++++ Working data ++++
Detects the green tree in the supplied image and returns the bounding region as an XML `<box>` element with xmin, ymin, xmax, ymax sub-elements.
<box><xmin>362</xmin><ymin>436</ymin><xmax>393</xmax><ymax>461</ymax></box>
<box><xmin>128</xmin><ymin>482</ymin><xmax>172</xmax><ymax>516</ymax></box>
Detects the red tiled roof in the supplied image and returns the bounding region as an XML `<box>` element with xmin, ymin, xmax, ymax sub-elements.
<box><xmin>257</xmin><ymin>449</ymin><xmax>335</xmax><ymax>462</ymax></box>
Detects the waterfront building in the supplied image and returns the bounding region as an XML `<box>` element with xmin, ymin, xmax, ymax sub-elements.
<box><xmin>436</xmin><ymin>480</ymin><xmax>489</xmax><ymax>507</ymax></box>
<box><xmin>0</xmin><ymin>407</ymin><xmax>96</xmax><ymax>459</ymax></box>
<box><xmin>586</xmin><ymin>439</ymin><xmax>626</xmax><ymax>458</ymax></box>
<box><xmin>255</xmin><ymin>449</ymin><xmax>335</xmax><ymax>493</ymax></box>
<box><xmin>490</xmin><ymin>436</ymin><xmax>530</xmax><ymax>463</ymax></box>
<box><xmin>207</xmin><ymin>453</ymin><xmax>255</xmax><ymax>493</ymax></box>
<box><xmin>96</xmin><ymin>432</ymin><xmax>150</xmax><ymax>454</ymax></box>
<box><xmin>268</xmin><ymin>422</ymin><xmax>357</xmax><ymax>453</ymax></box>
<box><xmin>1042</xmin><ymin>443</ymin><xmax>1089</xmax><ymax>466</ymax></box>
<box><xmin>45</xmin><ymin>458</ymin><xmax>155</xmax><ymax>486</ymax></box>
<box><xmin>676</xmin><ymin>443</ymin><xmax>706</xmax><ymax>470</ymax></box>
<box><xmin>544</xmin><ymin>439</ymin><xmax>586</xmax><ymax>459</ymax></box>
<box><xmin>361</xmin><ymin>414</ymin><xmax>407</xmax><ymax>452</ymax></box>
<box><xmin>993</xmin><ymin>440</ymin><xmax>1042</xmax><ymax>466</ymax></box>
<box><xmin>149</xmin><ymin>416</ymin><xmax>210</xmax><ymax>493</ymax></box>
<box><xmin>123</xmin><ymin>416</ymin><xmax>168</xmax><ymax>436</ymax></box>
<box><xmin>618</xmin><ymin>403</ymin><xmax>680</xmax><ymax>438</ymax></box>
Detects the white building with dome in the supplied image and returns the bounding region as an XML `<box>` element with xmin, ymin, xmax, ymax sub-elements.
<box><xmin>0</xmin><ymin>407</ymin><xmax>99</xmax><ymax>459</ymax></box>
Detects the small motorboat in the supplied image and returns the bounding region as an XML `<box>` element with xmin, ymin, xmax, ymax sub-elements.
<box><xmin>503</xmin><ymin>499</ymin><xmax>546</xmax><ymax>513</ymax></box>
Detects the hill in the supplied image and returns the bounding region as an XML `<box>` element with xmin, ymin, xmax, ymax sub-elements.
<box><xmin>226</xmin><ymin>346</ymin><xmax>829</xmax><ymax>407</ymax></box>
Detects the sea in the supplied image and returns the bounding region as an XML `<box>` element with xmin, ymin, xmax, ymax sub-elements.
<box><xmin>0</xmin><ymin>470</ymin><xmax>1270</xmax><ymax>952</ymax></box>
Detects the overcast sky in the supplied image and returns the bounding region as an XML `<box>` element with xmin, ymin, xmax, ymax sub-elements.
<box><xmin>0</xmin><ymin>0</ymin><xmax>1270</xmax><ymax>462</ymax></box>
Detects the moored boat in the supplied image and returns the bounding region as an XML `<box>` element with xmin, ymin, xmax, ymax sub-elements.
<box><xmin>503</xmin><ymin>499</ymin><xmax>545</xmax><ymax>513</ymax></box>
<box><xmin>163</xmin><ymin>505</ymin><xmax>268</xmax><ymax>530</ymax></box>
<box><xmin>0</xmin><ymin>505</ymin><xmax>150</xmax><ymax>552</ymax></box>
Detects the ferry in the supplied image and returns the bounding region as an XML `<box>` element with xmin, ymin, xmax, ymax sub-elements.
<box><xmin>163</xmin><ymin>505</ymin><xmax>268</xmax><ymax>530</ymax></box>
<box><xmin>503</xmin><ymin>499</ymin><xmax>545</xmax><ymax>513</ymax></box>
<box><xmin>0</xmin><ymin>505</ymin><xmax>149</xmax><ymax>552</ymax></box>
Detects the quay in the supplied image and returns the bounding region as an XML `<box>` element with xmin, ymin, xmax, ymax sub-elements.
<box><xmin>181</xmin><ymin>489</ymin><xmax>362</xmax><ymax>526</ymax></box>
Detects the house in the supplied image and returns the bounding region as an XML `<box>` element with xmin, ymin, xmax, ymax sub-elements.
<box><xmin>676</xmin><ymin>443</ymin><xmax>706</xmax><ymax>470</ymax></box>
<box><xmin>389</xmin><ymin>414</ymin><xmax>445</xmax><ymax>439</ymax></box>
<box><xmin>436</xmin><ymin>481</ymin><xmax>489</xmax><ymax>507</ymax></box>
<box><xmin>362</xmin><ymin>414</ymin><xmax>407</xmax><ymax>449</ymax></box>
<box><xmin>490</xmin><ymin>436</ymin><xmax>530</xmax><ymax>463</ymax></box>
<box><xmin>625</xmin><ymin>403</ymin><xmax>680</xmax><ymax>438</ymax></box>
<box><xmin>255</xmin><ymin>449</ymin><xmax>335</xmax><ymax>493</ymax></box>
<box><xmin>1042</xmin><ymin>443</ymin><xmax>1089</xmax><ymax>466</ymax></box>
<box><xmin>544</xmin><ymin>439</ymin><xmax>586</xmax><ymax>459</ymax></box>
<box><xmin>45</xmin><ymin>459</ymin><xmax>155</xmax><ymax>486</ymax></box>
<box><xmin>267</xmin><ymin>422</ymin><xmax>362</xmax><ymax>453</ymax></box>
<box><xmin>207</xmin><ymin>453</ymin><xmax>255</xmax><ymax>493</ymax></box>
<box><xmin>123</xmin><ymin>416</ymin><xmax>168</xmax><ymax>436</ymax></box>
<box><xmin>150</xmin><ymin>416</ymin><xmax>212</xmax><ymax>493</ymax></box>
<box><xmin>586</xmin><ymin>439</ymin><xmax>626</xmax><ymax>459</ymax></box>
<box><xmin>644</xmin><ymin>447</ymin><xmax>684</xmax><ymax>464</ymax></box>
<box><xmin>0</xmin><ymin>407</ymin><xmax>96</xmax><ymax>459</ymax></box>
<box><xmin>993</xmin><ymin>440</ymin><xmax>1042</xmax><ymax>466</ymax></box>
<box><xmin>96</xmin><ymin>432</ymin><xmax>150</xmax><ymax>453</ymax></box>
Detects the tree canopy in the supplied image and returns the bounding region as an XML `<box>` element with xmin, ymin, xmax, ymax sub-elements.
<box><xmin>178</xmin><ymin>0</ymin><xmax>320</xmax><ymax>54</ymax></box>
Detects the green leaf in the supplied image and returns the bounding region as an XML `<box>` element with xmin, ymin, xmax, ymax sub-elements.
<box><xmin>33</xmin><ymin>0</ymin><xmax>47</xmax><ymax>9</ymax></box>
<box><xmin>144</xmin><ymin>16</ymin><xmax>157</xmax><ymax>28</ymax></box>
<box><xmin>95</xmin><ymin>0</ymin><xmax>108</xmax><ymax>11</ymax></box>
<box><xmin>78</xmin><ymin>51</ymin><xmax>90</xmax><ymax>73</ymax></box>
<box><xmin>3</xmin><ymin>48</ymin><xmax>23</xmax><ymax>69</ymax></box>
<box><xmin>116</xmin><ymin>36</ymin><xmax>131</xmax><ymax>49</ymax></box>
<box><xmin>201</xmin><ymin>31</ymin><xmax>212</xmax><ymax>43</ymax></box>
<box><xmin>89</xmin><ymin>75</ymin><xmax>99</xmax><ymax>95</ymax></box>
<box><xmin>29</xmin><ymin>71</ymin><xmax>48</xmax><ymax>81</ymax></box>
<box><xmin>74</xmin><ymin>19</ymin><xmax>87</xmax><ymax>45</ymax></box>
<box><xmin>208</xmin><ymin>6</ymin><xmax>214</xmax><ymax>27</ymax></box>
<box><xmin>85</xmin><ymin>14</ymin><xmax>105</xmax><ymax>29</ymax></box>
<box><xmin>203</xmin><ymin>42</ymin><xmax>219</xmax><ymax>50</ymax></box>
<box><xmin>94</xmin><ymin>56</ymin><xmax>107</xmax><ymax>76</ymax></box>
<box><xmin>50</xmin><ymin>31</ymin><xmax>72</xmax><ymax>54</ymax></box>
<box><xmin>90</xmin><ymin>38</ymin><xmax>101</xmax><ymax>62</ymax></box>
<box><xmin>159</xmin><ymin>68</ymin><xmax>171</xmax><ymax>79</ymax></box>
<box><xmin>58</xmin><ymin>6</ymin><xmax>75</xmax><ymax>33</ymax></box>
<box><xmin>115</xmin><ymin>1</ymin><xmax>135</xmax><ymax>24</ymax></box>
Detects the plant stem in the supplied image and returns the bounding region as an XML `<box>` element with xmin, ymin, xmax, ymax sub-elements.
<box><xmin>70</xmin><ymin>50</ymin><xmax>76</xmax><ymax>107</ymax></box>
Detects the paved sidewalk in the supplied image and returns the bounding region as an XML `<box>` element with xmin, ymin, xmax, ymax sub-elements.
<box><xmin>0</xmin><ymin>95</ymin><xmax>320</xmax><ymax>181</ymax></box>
++++
# [What you have to do]
Return every line in the records above that contains the word "tree".

# [Solution]
Detects the green tree in the supplied image and returns the bounding region as an XML `<box>` element with xmin, ymin, xmax, ymax sub-elements.
Detects the tree canopy in the supplied image and returns the bounding region as an XML `<box>` element with xmin, ymin, xmax, ymax sub-elements.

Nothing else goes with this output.